→ Work to be completed:
Starting at the line that holds "Annotation task: mark the long", copy every line exactly through the end of the data, and no others.

BEGIN Record extracts

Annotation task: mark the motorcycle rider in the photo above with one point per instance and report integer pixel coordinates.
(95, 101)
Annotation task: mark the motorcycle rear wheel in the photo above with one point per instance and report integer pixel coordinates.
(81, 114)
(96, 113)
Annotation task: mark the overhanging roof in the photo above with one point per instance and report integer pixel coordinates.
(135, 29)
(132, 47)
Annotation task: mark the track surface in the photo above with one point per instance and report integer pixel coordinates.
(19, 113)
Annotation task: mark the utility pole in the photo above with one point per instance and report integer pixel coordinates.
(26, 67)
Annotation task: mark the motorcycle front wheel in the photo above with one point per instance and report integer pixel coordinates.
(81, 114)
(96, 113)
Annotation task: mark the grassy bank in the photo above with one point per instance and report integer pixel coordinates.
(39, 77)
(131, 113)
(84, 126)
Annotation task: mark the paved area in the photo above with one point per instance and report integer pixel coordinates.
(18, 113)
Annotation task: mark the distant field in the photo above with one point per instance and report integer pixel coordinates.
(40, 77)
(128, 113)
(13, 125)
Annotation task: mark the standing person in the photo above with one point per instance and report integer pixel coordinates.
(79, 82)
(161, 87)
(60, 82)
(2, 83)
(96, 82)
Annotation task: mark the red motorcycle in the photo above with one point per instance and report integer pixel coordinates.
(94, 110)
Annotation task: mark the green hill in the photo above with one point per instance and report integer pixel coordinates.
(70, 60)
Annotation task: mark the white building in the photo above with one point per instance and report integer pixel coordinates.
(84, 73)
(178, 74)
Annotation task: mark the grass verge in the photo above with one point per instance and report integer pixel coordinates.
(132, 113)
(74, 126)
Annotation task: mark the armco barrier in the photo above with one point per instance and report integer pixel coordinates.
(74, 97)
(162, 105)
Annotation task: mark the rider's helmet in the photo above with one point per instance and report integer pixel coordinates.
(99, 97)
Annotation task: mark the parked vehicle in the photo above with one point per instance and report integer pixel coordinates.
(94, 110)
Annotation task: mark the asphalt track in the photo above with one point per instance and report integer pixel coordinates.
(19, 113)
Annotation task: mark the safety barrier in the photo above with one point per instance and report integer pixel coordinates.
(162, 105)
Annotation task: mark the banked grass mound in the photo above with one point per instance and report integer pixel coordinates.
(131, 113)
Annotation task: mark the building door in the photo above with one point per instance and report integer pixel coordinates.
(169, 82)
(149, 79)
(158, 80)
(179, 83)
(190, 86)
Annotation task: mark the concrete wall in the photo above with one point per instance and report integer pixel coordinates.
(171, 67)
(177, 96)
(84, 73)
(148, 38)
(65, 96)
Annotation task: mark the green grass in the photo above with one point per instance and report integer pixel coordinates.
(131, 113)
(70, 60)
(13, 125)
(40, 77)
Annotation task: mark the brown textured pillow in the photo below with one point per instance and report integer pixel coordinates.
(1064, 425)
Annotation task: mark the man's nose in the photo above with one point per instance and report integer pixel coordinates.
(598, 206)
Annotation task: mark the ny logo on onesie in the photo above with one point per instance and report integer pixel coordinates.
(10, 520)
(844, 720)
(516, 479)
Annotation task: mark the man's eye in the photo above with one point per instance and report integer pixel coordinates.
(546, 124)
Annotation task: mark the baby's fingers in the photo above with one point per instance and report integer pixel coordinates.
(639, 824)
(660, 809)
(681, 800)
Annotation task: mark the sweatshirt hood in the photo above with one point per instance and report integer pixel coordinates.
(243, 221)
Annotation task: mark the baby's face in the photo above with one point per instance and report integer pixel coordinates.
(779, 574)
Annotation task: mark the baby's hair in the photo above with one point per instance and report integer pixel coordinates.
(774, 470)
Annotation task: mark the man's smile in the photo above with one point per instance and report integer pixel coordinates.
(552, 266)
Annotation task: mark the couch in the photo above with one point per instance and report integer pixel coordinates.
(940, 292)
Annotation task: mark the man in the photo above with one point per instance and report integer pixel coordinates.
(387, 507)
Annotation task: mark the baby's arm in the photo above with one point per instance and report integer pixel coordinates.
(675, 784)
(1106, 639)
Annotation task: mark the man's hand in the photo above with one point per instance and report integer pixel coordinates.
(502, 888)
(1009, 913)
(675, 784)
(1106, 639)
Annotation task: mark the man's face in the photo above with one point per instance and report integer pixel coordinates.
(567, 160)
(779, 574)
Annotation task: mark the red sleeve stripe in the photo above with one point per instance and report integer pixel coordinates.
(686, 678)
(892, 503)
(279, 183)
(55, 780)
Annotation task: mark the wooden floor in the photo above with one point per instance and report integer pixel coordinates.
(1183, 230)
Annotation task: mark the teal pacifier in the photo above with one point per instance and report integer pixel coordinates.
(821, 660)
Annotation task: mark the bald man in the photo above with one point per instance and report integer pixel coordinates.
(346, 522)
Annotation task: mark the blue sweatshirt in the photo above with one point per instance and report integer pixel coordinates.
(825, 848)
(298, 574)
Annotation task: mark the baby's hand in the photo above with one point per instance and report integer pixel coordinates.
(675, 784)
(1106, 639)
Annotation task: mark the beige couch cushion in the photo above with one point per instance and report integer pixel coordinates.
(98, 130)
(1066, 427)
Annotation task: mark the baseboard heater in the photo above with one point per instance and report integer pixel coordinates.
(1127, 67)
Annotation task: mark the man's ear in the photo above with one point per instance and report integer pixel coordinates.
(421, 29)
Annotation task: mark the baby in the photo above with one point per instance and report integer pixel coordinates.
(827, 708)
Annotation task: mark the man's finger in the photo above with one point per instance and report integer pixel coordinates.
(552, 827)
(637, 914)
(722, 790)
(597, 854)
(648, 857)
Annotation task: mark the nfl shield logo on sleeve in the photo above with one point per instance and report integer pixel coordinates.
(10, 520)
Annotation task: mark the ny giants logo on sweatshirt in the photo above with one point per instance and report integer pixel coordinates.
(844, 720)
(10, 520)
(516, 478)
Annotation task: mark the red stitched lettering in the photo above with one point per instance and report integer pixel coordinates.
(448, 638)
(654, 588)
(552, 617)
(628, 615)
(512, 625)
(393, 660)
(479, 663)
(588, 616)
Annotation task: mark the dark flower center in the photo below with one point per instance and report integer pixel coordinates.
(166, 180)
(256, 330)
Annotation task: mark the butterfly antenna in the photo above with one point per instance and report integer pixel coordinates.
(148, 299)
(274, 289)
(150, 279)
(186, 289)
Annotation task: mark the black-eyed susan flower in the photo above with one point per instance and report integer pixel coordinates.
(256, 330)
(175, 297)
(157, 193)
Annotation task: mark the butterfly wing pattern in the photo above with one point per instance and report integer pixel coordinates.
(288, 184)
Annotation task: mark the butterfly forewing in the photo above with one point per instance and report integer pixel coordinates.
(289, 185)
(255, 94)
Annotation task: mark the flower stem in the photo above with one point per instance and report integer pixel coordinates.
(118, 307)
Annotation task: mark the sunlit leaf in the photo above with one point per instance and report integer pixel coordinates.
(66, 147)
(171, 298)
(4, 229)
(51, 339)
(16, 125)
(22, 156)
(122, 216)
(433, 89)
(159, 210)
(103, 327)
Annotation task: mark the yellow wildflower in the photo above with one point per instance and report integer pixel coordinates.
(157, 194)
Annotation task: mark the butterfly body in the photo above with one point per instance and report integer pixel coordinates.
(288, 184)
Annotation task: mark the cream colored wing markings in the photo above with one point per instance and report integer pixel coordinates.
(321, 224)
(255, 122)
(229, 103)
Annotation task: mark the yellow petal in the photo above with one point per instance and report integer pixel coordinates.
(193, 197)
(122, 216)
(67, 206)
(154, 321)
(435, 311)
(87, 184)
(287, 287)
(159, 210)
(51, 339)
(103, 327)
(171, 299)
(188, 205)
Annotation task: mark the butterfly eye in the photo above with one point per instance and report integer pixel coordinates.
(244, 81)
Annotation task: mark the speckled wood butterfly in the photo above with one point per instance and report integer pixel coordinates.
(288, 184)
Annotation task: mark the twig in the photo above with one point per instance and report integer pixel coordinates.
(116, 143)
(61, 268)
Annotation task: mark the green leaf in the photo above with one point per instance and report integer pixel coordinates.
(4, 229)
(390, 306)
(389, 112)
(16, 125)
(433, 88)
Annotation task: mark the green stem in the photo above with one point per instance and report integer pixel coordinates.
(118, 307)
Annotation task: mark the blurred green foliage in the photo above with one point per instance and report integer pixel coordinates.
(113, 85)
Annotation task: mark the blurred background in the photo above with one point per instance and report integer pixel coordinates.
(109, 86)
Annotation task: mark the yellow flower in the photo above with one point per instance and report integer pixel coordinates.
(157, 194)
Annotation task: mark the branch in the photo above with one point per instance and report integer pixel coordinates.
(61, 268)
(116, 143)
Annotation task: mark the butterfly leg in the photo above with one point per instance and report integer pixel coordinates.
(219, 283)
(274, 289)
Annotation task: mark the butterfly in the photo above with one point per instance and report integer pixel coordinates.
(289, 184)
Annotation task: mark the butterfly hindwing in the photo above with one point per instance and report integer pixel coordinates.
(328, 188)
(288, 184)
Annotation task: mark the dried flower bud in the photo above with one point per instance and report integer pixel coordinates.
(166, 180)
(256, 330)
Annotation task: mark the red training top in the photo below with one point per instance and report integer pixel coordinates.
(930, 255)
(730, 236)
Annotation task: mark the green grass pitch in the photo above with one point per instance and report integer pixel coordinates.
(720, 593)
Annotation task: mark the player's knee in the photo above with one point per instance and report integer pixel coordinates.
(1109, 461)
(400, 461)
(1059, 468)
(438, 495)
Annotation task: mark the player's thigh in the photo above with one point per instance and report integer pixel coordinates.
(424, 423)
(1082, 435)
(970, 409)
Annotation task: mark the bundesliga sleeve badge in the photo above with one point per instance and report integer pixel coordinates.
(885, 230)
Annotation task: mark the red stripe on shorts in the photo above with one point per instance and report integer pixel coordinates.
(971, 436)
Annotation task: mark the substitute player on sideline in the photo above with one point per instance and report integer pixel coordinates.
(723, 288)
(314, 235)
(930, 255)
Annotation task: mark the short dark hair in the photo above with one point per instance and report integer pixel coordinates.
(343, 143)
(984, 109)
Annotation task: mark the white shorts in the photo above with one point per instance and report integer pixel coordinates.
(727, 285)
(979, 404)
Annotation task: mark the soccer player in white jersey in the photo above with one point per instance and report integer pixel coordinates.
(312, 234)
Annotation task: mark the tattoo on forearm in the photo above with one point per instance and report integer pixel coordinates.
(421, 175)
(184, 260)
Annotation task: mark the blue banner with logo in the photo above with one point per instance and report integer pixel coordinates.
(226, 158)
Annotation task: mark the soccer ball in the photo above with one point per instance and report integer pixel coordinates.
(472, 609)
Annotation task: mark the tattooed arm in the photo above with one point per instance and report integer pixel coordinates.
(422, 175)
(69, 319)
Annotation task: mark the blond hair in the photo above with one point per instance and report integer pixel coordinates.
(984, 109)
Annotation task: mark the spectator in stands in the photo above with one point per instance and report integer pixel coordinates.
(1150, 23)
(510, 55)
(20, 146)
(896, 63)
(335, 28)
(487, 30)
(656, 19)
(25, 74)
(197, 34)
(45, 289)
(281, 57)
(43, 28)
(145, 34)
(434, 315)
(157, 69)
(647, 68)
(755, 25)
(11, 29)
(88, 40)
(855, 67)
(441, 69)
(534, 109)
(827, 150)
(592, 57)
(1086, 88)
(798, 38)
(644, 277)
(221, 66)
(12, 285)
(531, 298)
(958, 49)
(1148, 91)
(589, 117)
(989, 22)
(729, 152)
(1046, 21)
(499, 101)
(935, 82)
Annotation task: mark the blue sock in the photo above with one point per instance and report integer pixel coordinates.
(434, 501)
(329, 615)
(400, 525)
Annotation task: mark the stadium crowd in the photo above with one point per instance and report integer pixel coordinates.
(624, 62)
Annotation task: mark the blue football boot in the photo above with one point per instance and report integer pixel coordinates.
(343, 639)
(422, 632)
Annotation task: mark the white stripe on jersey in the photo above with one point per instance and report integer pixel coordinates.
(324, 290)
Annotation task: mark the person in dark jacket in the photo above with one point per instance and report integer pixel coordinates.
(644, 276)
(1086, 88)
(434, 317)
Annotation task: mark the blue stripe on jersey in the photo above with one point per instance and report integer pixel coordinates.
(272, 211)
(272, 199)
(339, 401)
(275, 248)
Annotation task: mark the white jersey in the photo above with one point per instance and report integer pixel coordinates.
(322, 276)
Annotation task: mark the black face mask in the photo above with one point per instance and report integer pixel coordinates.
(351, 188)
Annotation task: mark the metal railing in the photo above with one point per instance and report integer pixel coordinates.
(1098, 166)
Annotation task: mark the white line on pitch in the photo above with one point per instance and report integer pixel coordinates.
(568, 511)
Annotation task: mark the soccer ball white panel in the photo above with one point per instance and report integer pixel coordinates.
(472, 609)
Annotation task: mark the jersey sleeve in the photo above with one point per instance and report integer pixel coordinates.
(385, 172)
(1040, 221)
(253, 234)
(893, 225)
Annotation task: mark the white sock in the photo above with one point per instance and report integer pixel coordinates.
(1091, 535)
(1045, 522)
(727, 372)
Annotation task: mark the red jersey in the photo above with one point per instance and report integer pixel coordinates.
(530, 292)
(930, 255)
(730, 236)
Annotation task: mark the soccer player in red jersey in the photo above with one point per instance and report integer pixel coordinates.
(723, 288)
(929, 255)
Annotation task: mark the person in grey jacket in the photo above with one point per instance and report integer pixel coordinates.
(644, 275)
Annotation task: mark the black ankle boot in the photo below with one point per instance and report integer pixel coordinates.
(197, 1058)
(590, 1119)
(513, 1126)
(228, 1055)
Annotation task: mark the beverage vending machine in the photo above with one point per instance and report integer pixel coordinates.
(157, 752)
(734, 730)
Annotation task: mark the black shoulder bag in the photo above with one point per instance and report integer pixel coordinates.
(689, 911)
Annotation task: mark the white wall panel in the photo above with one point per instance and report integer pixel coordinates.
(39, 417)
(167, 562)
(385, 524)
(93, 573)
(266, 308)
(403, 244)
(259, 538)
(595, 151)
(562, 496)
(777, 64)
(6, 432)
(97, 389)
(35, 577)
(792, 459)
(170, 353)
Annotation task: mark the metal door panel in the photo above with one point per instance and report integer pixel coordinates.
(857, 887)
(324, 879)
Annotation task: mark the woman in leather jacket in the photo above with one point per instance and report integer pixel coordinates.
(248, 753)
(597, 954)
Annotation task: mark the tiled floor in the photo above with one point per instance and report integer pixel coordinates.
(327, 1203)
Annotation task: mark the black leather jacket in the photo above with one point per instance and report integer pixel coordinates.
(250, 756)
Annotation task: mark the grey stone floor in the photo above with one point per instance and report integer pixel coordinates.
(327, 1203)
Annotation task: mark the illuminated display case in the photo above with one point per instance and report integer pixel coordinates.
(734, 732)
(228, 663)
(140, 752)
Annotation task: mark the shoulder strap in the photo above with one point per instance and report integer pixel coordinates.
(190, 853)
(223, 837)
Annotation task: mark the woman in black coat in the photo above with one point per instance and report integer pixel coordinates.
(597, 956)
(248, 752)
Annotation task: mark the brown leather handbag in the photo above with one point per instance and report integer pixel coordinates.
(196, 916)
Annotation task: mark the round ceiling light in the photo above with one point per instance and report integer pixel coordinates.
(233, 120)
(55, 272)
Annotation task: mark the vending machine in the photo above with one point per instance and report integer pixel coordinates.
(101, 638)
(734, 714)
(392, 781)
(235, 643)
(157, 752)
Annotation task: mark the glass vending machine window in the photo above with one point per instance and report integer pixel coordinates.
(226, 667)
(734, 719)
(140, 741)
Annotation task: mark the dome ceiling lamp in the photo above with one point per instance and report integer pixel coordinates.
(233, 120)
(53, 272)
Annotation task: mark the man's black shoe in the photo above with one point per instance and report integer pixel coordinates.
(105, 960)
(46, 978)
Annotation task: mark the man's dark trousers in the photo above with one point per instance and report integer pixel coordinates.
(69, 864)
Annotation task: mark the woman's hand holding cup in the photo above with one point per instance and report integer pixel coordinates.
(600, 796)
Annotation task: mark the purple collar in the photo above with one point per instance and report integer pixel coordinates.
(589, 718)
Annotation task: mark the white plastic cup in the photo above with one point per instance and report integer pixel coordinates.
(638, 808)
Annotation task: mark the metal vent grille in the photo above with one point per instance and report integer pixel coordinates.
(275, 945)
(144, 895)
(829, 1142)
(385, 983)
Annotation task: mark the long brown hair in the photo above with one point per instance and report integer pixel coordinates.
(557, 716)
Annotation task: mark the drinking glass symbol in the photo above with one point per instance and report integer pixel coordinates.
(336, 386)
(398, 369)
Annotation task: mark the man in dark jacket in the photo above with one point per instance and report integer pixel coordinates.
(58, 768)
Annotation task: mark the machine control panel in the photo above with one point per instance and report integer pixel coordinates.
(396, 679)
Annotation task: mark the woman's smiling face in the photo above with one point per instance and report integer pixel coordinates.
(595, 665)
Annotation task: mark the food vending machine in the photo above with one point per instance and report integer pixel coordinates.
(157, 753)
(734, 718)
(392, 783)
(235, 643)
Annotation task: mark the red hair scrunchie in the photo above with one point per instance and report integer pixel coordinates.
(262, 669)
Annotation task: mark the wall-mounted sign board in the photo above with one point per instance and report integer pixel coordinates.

END Record extracts

→ Response box:
Annotation task: mark the long brown hair in the photo above with one point per instance and report integer pixel coordinates.
(557, 716)
Annotation task: mark the drinking glass symbol in the photo above with one point per instance and report integer pixel coordinates.
(336, 386)
(398, 369)
Annotation task: mark the man in dark jacket in the photo above with one point per instance and report integer pixel coordinates.
(58, 768)
Annotation task: mark the machine control panel in the photo above with one point per instance and report integer pixel coordinates.
(396, 679)
Annotation task: mark the woman's smiling face in the photo above with one point per instance and report integer pixel coordinates.
(595, 665)
Annotation task: mark the food vending machine in the photo above with one point per instance and report integer pixel coordinates.
(157, 753)
(734, 718)
(392, 783)
(235, 643)
Annotation task: mark the red hair scrunchie in the photo above with one point per instance and report integer pixel coordinates.
(262, 669)
Annotation task: mark the wall-mounted sign board in the photo above with one point per instance and report integer pixel coordinates.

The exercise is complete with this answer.